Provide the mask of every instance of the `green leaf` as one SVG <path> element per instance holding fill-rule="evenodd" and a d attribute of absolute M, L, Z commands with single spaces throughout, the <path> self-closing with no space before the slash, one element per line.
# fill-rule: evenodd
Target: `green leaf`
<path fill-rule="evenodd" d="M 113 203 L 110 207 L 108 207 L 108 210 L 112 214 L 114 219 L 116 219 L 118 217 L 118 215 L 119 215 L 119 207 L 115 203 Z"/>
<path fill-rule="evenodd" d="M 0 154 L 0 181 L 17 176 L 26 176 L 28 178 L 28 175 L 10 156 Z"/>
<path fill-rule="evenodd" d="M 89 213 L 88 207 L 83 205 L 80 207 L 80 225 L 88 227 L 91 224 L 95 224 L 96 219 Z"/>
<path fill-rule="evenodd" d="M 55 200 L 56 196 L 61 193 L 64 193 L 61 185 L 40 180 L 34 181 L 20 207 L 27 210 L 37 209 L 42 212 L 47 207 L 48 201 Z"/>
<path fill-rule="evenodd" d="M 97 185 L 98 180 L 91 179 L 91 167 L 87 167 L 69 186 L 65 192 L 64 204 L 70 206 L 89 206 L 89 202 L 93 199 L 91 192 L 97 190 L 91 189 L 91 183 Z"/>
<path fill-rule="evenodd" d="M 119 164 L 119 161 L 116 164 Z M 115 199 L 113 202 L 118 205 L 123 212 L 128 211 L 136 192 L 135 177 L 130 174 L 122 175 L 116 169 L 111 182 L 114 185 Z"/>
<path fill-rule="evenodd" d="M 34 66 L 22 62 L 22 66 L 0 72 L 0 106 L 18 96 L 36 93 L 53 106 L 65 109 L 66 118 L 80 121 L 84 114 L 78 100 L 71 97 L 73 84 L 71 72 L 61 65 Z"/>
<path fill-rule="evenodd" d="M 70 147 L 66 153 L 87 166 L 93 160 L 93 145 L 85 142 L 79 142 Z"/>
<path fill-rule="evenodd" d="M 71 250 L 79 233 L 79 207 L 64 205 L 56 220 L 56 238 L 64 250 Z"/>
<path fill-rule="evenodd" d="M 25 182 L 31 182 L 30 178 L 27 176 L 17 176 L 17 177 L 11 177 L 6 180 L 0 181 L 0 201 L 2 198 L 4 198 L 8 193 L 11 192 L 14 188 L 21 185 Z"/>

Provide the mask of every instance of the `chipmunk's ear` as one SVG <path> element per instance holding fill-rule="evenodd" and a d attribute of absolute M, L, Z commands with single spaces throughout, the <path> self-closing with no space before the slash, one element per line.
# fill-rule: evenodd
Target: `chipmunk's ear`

● ● ● ● ●

About this exercise:
The word "chipmunk" may appear in several lines of the data; copy every line where it does.

Reply:
Provide the mask of every instance of the `chipmunk's ear` as one SVG <path> element per instance holding fill-rule="evenodd" and a d attribute of absolute M, L, Z commands with single spaces throughout, the <path> self-closing with no space before the slash, one element per line.
Target: `chipmunk's ear`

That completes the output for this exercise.